## begin Passage to read

Hadoop abstracts parallelism (i.e., splitting up a computational task over more than one computer) by
providing a distributed platform that manages typical tasks, such as resource management (YARN),
data storage (HDFS), and computation (MapReduce). Without these components, you’d have to
program fault tolerance and parallelism into every MapReduce job and HDFS command and that
would be really hard to do.

Hadoop Scales Out Linearly
Hadoop does a good job maintaining linear scalability, which means that as certain aspects of the
distributed system scale, other aspects scale 1-to-1. Hadoop does this in a way that scales out (not
up), which means you can add to your existing system with newer or more powerful pieces. For
example, scaling up your refrigerator means you buy a larger refrigerator and trash your old one;
scaling out means you buy another refrigerator to sit beside your old one.
Some examples of scalability for Hadoop applications are shown in Figure 1-4.

Figure 1-4. Hadoop linear scalability; by changing the amount of data or the number of computers, you can impact the
amount of time you need to run a Hadoop application

Consider Figure 1-4a relative to these other setups:
In Figure 1-4b, by doubling the amount of data and the number of computers from Figure 1-4a, we
keep the amount of time the same. This rule is important if you want to keep your processing times
the same as your data grows over time.
In Figure 1-4c, by doubling the amount of data while keeping the number of computers the same,
the amount of time it’ll take to process this data doubles.
Conversely from Figure 1-4c, in Figure 1-4d, by doubling the number of computers without
changing the data size, the wall clock time is cut in half.
Some other more complex applications of the rules, as examples:
If you store twice as much data and want to process data twice as fast, you need four times as

many computers.
If processing a month’s worth of data takes an hour, processing a year’s worth should take about
twelve hours.
If you turn off half of your cluster, you can store half as much data and processing will take twice
as long.
These same rules apply to storage of data in HDFS. Doubling the number of computers means you can
store twice as much data.

In Hadoop, the number of nodes, the amount of storage, and job runtime are intertwined in linear
relationships. Linear relationships in scalability are important because they allow you to make
accurate predictions of what you will need in the future and know that you won’t blow the budget
when the project gets larger. They also let you add computers to your cluster over time without having
to figure out what to do with your old systems.

## end Passage to read
## begin Stored records

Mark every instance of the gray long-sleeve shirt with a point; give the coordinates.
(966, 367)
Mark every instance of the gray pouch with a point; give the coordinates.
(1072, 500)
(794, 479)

## end Stored records

Prompt. Continue the passage on how Hadoop scales out, starting right after its last sentence and keeping its plain, example-driven style.

Final result.
Recent discussions I’ve had with people involved in the Big Data team at Spotify—a popular music
streaming service—provide a good example of this. Spotify has been able to make incremental
additions to grow their main Hadoop cluster every year by predicting how much data they’ll have
next year. About three months before their cluster capacity will run out, they do some simple math and
figure out how many nodes they will need to purchase to keep up with demand. So far they’ve done a
pretty good job predicting the requirements ahead of time to avoid being surprised, and the simplicity
of the math makes it easy to do.

Hadoop Runs on Commodity Hardware
You may have heard that Hadoop runs on commodity hardware, which is one of the major reasons
why Hadoop is so groundbreaking and easy to get started with. Hadoop was originally built at
Yahoo! to work on existing hardware they had that they could acquire easily. However, for today’s
Hadoop, commodity hardware may not be exactly what you think at first.
In Hadoop lingo, commodity hardware means that the hardware you build your cluster out of is
nonproprietary and nonspecialized: plain old CPU, RAM, hard drives, and network. These are just
Linux (typically) computers that can run the operating system, Java, and other unmodified tool sets
that you can get from any of the large hardware vendors that sell you your web servers. That is, the
computers are general purpose and don’t need any sort of specific technology tied to Hadoop.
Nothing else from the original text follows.